=== Section Start ===

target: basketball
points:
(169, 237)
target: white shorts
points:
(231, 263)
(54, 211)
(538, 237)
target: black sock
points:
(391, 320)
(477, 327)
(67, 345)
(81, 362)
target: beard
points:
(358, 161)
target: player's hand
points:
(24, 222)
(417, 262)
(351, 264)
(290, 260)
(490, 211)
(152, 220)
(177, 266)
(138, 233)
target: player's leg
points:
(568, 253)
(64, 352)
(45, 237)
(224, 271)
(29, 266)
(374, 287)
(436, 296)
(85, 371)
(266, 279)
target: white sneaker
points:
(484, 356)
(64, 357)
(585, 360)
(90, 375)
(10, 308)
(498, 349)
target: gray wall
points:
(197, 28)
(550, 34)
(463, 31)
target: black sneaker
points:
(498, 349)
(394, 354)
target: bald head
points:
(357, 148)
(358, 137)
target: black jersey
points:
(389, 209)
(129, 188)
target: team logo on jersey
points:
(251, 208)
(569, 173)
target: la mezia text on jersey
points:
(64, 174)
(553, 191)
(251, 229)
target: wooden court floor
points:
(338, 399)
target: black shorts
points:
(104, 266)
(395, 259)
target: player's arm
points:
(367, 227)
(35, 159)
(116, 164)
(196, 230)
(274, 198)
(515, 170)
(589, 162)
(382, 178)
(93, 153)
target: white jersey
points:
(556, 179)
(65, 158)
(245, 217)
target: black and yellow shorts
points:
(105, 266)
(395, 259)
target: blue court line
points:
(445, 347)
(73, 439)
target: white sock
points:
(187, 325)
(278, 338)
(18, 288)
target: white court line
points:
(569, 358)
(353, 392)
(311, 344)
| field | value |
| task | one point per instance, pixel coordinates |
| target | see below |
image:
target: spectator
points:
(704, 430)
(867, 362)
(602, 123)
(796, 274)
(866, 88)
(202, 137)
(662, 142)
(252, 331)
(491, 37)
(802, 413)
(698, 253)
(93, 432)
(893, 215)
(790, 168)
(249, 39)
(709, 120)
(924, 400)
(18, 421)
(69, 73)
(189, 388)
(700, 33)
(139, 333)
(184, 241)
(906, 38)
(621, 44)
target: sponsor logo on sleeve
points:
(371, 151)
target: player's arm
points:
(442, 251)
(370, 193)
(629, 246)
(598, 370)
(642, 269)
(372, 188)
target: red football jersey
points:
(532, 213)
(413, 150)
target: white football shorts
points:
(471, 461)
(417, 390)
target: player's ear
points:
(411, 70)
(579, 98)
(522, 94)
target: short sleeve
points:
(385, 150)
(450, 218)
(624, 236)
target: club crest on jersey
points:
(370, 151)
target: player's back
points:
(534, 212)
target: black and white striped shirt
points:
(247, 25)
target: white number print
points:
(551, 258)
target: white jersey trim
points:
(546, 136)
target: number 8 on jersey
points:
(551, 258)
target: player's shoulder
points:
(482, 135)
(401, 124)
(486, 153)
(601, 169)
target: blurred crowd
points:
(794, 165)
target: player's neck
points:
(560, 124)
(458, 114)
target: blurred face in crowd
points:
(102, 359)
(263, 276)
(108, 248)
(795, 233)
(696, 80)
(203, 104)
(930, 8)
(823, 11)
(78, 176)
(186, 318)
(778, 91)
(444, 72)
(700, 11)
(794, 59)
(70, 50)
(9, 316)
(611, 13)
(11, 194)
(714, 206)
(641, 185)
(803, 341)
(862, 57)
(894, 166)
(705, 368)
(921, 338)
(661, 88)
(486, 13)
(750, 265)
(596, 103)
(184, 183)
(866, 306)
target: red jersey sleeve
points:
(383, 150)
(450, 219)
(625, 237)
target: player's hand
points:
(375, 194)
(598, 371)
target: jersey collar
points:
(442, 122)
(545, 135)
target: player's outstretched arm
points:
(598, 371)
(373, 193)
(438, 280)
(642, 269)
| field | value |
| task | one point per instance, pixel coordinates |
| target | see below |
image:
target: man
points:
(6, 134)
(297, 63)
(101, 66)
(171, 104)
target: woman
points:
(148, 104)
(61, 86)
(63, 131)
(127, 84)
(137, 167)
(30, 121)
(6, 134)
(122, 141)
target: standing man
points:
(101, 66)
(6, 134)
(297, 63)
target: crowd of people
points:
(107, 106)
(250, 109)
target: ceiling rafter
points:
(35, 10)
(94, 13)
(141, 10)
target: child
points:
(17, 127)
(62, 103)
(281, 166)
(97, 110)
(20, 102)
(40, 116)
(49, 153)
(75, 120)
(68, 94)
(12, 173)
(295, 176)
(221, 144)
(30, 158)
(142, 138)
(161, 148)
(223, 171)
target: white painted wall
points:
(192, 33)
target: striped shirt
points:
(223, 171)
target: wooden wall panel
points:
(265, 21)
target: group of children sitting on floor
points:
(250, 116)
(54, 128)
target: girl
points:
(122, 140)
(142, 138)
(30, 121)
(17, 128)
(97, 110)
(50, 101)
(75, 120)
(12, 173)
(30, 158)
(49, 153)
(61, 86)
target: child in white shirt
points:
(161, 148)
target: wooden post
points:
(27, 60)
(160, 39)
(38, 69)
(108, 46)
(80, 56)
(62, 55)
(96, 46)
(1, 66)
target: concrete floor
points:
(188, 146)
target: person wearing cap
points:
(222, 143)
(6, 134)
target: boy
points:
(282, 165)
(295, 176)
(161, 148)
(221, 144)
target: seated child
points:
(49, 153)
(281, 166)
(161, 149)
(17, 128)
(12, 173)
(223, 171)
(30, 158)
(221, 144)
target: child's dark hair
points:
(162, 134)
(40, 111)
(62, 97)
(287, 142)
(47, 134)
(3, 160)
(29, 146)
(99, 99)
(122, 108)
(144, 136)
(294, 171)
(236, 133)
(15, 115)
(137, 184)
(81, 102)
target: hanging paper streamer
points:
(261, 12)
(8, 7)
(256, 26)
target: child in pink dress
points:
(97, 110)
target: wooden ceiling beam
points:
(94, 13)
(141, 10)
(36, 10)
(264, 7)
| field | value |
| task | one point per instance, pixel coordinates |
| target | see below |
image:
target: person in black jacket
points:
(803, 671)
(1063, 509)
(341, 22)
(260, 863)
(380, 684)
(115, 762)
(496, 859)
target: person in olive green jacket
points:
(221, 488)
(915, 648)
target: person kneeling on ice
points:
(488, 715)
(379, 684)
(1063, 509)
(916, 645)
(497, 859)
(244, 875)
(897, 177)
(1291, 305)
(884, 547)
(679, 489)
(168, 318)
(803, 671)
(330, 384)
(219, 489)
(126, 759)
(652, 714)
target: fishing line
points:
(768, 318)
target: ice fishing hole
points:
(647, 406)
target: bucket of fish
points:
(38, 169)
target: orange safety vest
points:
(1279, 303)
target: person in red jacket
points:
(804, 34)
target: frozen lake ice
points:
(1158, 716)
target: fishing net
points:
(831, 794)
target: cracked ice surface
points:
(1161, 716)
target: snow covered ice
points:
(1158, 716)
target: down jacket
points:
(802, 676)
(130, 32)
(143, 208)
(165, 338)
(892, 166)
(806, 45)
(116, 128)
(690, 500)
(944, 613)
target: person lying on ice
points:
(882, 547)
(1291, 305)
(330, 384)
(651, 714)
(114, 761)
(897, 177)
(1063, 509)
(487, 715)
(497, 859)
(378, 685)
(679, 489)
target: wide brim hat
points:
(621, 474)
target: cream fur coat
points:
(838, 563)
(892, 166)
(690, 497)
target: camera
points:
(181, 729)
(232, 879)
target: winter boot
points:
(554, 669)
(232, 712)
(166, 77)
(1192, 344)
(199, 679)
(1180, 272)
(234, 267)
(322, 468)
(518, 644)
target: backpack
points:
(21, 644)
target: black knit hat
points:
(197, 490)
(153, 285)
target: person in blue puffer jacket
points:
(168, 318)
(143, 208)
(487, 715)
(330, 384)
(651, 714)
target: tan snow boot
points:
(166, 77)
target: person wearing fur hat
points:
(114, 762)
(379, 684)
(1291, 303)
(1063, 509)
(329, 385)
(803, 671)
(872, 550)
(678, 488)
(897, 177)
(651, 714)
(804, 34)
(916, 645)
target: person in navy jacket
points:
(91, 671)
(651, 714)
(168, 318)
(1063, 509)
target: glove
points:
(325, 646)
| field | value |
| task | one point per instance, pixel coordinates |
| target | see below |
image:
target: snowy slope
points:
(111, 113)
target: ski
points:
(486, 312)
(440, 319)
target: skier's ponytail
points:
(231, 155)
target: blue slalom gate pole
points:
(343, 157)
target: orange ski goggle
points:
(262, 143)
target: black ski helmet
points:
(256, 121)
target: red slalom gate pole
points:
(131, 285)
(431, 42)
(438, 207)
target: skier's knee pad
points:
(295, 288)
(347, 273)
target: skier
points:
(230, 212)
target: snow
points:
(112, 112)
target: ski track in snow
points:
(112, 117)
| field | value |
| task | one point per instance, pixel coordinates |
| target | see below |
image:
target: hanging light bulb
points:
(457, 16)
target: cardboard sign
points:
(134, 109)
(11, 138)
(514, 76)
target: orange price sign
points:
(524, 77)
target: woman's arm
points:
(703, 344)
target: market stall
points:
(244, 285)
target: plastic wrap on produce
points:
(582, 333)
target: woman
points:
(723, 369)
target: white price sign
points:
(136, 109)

=== Section End ===

_Exercise_. Once every line above has been checked for the string "player", give the number of matching lines and nothing more.

_Exercise answer_. 10